EXCERPTED PASSAGE.
------------------------------------------------
Real Estate Supply, Demand, and Investor Plans for 2022
Supply, demand, and investors
Housing supply is not keeping up with demand, here’s how investors should position themselves.
📰 In this issue:
- There is a shortage of 1.35 homes in the U.S., and 76% of builders said that the overall supply of lots in their areas was “low to very low.”
- Demand is also rising which will keep prices elevated in the medium term.
- This means the coming years will see increasing prices and competition for properties, making it more difficult for investors to acquire.
Supply is low
🏡 Supply: A new report from Zillow shows that there is a shortage of 1.35 million homes in the U.S. At today’s homebuilding rate, this represents 2.7 years’ worth of permits. The biggest shortfalls relative to population growth are in Dallas, Miami, Phoenix and Seattle. This has served to increase competition and prices in most U.S. metros.
🏡 Supply: Redfin also reported that November saw an all-time low of homes for sale, with the platform suggesting it will be a difficult winter for those looking to purchase.
And, property sales are moving quickly. Redfin reports that 45% of sales contracts had an accepted offer within two weeks of being on the market, and 33% within one week. This is up from 27% in 2020, and 18% in 2019.
------------------------------------------------
SET TASK 1. In the housing supply newsletter, which metros have the biggest shortfalls relative to population growth?
SET TASK 2. Please repeat the stretch of the housing supply newsletter from "Real Estate Supply, Demand, and" through "should position themselves.", word for word.
The lines after the housing supply newsletter aren't needed.
------------------------------------------------
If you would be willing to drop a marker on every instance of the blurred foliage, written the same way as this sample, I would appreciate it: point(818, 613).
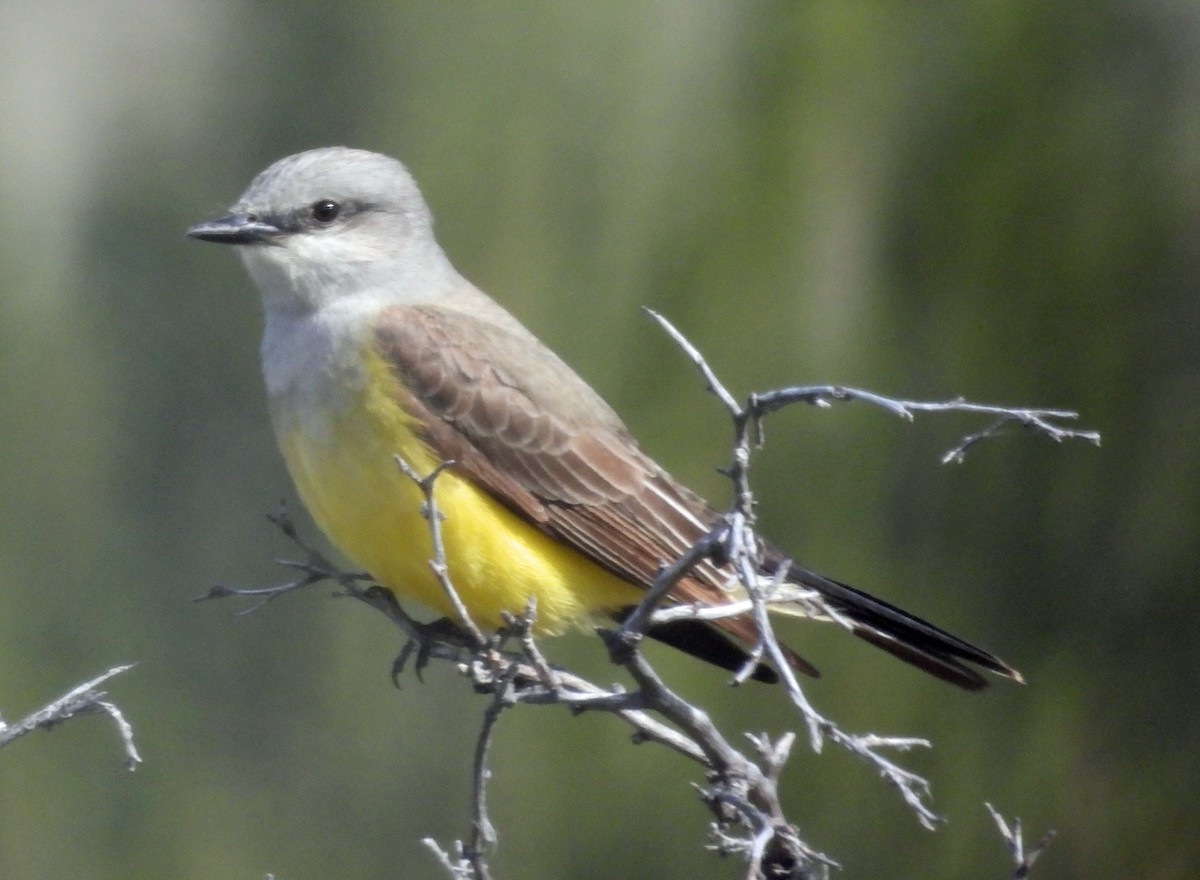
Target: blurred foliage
point(995, 199)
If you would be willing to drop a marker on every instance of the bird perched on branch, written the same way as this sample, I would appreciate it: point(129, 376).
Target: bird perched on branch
point(375, 346)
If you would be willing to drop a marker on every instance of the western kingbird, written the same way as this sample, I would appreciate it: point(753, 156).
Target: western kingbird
point(375, 346)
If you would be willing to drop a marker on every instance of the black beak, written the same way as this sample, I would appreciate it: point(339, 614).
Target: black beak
point(235, 229)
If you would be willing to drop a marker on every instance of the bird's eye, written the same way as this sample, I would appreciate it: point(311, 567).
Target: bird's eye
point(325, 211)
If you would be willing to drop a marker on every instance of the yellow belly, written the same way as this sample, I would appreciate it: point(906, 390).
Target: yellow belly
point(348, 479)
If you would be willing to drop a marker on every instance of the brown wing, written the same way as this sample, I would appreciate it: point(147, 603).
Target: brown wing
point(522, 424)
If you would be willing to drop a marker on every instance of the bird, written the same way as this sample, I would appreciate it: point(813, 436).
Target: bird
point(375, 346)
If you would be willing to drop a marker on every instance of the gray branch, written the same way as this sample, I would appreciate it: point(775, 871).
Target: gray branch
point(83, 699)
point(742, 789)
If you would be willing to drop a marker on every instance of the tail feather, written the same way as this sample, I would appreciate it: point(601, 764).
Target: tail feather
point(904, 635)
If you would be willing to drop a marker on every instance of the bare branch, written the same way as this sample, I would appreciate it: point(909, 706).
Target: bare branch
point(742, 789)
point(83, 699)
point(1023, 858)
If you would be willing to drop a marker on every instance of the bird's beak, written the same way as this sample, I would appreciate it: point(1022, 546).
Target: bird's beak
point(235, 229)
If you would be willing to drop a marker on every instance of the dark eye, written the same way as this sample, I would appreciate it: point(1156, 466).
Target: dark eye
point(325, 211)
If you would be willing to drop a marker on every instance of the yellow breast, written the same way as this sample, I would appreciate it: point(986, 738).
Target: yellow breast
point(342, 460)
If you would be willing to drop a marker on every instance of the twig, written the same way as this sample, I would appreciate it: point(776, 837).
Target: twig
point(83, 699)
point(763, 403)
point(742, 791)
point(1023, 858)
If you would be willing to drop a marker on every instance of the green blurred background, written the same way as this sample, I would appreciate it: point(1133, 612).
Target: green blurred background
point(996, 199)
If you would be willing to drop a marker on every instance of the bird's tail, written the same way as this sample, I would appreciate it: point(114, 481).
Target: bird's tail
point(899, 633)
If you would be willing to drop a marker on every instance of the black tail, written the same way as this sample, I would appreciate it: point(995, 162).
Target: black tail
point(904, 635)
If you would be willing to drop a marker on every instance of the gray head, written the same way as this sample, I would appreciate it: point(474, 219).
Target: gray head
point(330, 223)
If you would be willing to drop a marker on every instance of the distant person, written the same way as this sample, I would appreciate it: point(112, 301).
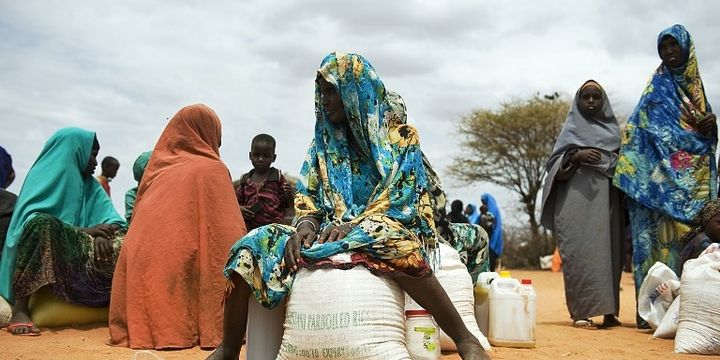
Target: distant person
point(667, 163)
point(263, 193)
point(584, 210)
point(138, 170)
point(7, 199)
point(168, 287)
point(470, 241)
point(456, 214)
point(472, 213)
point(64, 232)
point(109, 168)
point(494, 228)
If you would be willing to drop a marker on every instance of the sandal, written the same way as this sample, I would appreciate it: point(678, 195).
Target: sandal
point(34, 331)
point(610, 321)
point(584, 324)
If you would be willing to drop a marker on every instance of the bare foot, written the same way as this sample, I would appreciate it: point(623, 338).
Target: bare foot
point(221, 353)
point(472, 350)
point(18, 324)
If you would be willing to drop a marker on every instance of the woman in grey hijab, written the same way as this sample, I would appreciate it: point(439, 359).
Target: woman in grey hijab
point(583, 208)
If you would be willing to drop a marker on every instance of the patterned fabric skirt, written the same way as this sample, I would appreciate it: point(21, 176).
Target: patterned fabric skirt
point(471, 241)
point(656, 237)
point(51, 252)
point(259, 258)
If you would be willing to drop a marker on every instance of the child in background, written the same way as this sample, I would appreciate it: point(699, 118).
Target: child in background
point(704, 235)
point(110, 166)
point(263, 193)
point(456, 213)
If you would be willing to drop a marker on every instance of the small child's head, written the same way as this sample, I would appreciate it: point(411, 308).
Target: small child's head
point(262, 152)
point(110, 166)
point(470, 209)
point(709, 219)
point(590, 100)
point(456, 207)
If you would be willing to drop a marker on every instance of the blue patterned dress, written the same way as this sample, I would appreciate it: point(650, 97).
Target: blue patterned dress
point(374, 181)
point(666, 167)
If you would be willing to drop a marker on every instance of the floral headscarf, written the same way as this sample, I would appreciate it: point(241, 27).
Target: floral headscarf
point(665, 164)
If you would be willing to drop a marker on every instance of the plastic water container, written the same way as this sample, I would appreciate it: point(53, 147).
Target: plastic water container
point(512, 313)
point(264, 330)
point(422, 335)
point(482, 303)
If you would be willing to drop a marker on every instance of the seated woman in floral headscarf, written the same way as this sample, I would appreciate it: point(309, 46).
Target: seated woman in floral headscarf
point(363, 189)
point(64, 230)
point(667, 156)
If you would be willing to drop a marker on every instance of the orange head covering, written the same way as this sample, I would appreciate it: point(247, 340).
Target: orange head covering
point(168, 284)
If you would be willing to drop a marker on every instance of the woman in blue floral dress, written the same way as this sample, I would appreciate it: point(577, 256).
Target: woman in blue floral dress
point(667, 156)
point(363, 190)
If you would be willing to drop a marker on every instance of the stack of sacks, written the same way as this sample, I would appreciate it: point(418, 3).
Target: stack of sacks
point(699, 316)
point(455, 279)
point(344, 314)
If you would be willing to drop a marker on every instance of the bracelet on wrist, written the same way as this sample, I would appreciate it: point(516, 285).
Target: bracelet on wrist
point(306, 220)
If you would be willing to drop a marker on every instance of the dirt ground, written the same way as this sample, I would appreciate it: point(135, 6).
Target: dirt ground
point(556, 338)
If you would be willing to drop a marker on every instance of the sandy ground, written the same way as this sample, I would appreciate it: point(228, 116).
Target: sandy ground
point(556, 338)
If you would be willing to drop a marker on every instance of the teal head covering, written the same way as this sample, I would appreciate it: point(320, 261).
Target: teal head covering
point(140, 164)
point(665, 164)
point(56, 186)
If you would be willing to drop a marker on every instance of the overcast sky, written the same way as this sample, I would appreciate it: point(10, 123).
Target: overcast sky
point(122, 68)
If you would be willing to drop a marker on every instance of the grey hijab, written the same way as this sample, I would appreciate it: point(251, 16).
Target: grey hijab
point(600, 131)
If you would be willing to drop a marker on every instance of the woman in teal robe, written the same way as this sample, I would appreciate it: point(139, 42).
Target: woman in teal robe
point(64, 230)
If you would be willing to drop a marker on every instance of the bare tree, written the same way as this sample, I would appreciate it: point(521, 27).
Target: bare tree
point(509, 147)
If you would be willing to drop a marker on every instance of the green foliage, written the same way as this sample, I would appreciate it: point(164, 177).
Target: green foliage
point(509, 147)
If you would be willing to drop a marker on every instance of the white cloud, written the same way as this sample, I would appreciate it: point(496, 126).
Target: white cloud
point(123, 68)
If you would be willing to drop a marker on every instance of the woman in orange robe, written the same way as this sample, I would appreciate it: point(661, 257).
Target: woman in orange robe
point(168, 285)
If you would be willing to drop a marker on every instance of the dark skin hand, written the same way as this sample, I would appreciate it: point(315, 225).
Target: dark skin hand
point(103, 246)
point(588, 156)
point(305, 237)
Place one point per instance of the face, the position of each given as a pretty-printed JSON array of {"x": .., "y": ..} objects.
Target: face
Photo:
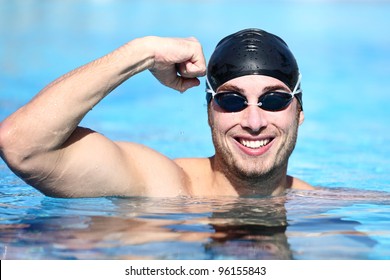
[{"x": 254, "y": 143}]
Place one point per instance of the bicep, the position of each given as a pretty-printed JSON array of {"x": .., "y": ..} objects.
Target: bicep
[{"x": 91, "y": 165}]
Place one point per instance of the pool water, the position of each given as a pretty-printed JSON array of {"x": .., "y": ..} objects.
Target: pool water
[{"x": 343, "y": 49}]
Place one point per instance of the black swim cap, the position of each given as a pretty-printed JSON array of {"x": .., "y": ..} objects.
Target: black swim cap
[{"x": 252, "y": 52}]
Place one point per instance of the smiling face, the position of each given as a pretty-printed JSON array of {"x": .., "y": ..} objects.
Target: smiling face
[{"x": 254, "y": 143}]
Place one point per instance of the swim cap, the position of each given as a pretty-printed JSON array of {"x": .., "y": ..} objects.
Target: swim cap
[{"x": 252, "y": 52}]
------------------------------------------------
PROBLEM SOLUTION 1. Dallas, Miami, Phoenix and Seattle.

PROBLEM SOLUTION 2.
Real Estate Supply, Demand, and Investor Plans for 2022
Supply, demand, and investors
Housing supply is not keeping up with demand, here’s how investors should position themselves.